Emma Thorne-Christy
Original paper on MuseumNext >
As an exhibition designer, my work during the COVID-19 pandemic has consisted of countless conversations with clients, colleagues, and collaborators about the possibility of “moving” exhibitions online. Every time the topic comes up, I cringe; I have spent the past eight years immersed in the world of creating physical exhibition environments, exploring what makes these narrative environments powerful and unlike other storytelling mediums. In moments of painful self-criticism common to the creative experience, I have challenged myself by asking whether my work was important, whether creating exhibitions was a true value-add to society. In grappling with this question, I have come to a strong, affirmative, deeply grounded conclusion that yes, exhibitions are an invaluable benefit to the community. So, after all this deliberating over the course of my career, the idea that translating physical exhibitions online would do the exhibition any justice is somewhat laughable to me, because what makes visiting a museum so special is experiencing it in real life, immersed in its physical environment.
In general, I am not a huge proponent of virtual reality, or many digital experiences in the gallery: why would I put in the effort of getting out of the house to play on an iPad, watch a TV screen, or put on VR goggles? I can do that at home in my pajamas. That said, I have been proven wrong on a handful of occasions by very well-curated digital artworks and exhibition components (such as Doug Aitken: Electric Earth at the Geffen Contemporary at MOCA, Ragnar Kjartansson’s nine-screen installation The Visitors at the Broad, and “La Música Habana,” a virtual reality film produced by Here Be Dragons at the Annenberg Space for Photography). However, overall I do not visit a museum eager to stare at a monitor or play around with the latest tech. I go for the physical experience, the tactile, immersive encounter of engaging a story three-dimensionally. So, when asked over Zoom calls if I think moving the exhibition I am designing for online is a good idea, I most often say “no.”
Here are three reasons why online exhibitions tend to fall short:
Online exhibitions lack a “stumble upon” nature
While exhibitions, like most storytelling mediums, are
linear or progressive in nature, they allow visitors to wander freely.
Take yourself back in time to when you were last at one of those large
“encyclopedic”

* **Listed entries**:

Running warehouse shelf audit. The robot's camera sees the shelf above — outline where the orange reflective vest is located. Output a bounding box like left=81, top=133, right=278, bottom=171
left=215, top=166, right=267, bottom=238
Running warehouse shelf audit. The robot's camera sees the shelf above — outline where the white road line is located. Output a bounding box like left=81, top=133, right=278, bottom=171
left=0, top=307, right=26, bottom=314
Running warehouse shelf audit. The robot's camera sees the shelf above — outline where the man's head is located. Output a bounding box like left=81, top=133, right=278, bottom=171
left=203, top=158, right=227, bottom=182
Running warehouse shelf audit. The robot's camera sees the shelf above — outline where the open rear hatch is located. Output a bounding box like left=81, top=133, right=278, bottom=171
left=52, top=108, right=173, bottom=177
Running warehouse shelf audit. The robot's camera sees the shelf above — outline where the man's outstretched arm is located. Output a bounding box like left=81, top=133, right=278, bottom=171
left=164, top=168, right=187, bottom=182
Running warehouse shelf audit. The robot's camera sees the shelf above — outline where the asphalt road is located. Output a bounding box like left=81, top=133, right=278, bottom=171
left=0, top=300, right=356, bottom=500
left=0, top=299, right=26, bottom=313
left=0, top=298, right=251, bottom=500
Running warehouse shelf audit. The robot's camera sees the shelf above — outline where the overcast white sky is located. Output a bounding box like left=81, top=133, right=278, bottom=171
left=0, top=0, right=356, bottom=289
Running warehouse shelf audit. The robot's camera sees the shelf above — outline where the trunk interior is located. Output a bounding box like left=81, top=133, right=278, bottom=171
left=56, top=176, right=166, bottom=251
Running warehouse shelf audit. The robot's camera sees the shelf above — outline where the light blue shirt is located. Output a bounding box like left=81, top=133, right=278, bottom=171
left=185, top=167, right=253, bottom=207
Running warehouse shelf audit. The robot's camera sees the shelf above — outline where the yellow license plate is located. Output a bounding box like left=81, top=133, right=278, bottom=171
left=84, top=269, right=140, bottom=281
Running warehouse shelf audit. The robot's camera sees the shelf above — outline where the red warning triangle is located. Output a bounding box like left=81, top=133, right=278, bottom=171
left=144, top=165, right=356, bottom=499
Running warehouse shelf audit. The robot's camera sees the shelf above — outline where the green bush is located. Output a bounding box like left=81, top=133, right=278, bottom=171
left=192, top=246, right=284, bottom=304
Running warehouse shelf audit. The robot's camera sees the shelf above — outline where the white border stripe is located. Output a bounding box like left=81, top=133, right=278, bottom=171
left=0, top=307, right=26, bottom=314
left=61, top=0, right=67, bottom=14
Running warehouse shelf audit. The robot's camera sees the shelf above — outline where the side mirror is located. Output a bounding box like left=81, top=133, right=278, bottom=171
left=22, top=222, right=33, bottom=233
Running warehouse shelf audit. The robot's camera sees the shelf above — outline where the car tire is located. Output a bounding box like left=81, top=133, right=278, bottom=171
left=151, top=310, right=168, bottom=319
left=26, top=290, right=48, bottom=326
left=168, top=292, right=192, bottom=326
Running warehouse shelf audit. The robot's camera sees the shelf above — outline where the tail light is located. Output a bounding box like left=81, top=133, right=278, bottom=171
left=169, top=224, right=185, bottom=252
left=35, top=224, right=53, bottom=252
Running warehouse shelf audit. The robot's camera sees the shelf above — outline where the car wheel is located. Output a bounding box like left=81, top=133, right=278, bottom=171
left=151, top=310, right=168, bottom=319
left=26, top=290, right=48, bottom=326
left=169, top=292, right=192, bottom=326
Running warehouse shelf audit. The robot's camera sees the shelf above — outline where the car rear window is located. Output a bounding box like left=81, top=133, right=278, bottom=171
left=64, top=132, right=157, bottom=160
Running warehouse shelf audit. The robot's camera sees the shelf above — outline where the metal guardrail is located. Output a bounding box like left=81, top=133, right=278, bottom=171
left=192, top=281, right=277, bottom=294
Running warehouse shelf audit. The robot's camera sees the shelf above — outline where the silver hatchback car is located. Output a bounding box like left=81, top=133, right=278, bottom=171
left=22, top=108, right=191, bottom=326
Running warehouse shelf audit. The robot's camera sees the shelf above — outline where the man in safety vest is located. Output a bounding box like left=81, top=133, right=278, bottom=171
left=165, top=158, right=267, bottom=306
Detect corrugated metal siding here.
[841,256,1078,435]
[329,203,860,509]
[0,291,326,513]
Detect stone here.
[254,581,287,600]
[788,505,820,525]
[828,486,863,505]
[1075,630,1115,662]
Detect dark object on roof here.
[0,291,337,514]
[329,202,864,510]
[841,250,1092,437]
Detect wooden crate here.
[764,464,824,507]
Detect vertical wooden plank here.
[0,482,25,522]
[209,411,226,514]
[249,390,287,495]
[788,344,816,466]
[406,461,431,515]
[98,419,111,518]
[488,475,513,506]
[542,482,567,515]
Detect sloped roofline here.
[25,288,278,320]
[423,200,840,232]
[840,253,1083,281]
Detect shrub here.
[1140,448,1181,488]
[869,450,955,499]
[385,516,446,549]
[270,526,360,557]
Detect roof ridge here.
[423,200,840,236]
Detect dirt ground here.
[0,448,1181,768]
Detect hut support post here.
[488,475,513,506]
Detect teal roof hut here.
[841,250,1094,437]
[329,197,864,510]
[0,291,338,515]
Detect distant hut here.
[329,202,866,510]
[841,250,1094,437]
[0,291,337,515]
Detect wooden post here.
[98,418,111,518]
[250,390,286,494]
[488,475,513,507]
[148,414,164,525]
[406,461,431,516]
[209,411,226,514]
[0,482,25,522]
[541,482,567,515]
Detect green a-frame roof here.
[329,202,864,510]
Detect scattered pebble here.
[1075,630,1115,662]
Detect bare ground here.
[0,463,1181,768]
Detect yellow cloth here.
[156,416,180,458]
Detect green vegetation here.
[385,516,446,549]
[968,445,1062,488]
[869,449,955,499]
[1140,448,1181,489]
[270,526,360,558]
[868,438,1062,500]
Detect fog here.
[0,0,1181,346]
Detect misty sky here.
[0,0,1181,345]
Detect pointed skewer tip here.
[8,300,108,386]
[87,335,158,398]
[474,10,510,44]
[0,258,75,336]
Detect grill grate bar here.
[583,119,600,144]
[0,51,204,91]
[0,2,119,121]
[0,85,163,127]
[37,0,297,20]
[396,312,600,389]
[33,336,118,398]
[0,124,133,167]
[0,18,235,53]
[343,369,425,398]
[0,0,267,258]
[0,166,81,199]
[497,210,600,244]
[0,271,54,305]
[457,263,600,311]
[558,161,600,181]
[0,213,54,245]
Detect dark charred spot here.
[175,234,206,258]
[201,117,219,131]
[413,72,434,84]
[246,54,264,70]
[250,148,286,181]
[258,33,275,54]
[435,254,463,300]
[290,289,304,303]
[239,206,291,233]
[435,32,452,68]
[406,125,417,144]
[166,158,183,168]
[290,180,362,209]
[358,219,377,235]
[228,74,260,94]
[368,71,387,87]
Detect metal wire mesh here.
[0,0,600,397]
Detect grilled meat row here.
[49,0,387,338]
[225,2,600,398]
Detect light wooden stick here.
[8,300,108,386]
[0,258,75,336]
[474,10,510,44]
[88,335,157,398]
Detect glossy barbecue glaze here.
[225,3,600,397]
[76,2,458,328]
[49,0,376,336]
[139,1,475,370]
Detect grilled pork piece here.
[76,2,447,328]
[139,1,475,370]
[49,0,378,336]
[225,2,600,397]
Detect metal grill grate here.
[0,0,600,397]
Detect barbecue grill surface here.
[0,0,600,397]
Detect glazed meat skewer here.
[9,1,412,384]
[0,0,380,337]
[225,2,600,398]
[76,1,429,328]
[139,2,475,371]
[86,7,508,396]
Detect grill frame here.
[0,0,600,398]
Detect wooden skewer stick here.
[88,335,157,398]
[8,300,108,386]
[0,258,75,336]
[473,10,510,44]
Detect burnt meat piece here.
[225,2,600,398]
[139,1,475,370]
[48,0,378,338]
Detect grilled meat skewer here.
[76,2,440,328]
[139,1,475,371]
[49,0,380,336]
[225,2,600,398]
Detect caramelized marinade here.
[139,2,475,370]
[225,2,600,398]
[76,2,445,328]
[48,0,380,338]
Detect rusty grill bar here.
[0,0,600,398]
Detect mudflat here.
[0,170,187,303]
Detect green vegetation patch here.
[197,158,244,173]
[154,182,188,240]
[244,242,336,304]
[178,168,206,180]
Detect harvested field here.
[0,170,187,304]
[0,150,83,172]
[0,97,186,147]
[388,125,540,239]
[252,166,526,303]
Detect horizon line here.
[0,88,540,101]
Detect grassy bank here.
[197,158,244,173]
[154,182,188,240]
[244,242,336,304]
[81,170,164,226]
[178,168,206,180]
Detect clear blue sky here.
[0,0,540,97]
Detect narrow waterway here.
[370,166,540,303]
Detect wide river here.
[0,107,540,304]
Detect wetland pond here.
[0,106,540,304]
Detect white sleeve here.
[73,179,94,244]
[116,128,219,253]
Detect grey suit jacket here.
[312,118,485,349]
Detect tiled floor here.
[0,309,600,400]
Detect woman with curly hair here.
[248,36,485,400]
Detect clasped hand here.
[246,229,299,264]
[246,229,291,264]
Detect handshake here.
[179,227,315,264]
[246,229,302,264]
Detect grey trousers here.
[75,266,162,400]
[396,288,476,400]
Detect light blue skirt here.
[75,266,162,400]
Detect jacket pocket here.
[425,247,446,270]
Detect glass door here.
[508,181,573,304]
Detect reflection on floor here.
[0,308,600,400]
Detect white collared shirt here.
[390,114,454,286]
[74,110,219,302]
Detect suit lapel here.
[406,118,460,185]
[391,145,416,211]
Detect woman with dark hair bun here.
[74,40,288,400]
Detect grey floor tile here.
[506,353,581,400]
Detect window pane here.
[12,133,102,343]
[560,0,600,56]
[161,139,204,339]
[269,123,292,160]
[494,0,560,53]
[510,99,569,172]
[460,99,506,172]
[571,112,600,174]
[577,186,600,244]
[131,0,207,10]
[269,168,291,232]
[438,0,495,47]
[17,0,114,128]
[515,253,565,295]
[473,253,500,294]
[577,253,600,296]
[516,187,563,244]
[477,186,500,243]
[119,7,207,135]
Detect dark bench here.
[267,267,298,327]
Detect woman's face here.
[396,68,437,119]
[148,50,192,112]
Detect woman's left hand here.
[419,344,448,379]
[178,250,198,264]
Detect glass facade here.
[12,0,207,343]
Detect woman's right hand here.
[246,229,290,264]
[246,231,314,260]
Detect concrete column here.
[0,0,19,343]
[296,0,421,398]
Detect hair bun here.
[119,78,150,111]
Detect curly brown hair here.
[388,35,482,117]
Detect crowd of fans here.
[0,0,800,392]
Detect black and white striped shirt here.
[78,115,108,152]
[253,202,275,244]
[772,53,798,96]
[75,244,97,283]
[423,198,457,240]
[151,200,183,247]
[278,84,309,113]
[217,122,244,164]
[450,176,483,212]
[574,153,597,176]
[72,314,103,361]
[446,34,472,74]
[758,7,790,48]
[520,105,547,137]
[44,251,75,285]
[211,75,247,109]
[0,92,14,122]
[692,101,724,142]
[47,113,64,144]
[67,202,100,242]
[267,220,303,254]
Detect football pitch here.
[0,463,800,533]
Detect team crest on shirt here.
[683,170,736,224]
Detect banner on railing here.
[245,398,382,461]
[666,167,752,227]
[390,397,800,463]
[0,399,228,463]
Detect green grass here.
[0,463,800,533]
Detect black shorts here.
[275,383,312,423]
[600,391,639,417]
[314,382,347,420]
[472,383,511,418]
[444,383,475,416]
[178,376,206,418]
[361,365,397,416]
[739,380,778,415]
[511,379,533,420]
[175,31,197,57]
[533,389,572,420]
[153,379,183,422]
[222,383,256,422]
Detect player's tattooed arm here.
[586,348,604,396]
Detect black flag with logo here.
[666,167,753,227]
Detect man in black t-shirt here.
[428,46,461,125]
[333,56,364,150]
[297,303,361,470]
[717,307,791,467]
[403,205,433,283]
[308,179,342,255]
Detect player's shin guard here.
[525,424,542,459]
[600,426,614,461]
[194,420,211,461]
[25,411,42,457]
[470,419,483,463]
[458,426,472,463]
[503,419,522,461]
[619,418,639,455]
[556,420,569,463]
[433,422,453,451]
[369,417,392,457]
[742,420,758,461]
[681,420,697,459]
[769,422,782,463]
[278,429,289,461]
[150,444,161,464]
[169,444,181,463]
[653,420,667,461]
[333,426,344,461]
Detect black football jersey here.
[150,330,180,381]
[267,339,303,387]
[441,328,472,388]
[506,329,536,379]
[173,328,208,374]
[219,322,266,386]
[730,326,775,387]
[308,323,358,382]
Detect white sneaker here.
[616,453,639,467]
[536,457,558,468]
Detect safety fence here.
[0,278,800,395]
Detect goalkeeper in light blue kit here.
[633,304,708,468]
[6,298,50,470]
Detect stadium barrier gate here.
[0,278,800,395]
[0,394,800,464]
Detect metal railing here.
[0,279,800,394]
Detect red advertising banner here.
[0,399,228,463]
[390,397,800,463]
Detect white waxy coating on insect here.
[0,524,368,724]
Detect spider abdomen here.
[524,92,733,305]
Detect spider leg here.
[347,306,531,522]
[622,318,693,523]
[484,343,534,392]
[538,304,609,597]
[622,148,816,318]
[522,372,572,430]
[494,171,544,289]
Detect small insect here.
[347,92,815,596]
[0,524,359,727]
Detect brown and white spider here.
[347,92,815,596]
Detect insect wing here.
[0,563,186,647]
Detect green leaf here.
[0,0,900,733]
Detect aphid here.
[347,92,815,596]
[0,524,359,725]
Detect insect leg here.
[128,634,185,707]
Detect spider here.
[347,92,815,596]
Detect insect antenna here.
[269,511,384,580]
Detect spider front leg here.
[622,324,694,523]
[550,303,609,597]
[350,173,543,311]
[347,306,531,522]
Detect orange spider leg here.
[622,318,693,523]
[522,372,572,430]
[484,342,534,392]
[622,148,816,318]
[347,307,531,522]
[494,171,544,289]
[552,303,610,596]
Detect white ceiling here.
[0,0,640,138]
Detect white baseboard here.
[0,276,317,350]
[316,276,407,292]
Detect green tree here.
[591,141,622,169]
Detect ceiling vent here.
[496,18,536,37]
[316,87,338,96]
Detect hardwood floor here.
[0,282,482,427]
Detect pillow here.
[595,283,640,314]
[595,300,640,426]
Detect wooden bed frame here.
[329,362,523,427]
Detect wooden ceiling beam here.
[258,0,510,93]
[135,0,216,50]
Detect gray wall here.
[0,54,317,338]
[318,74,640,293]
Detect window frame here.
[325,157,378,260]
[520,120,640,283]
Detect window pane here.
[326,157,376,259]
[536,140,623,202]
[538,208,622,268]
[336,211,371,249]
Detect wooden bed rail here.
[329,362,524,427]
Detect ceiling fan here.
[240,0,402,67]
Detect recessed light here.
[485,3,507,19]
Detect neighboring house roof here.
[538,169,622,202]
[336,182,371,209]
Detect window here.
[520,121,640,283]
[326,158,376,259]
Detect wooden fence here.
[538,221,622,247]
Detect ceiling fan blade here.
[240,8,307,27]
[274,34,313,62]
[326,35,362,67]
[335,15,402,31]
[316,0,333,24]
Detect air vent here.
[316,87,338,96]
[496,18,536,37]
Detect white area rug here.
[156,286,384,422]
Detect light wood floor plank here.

* **Assigned task 1**: Duplicate everything in the essay on online exhibitions from "Here are three" down to "to wander freely.".
* **Assigned task 2**: According to the essay on online exhibitions, how many years has the exhibition designer spent creating physical exhibition environments?
* **Assigned task 3**: Condense the paragraph of the essay on online exhibitions that begins "In general, I am not a huge proponent" into a shorter version that keeps its main facts.

* **Written answer 1**:
Here are three reasons why online exhibitions tend to fall short:
Online exhibitions lack a “stumble upon” nature
While exhibitions, like most storytelling mediums, are
linear or progressive in nature, they allow visitors to wander freely.

* **Written answer 2**: Eight years.

* **Written answer 3**: I am generally skeptical of virtual reality and digital gallery experiences, since I could use an iPad, a TV screen, or VR goggles at home. A few well-curated digital works have proven me wrong: Doug Aitken: Electric Earth at the Geffen Contemporary at MOCA, Ragnar Kjartansson's nine-screen installation The Visitors at the Broad, and the virtual reality film "La Música Habana" by Here Be Dragons at the Annenberg Space for Photography. Still, I visit museums for the tactile, immersive, three-dimensional experience of a story, not for screens or new technology. So when asked on Zoom calls whether the exhibition I am designing should move online, I usually say "no."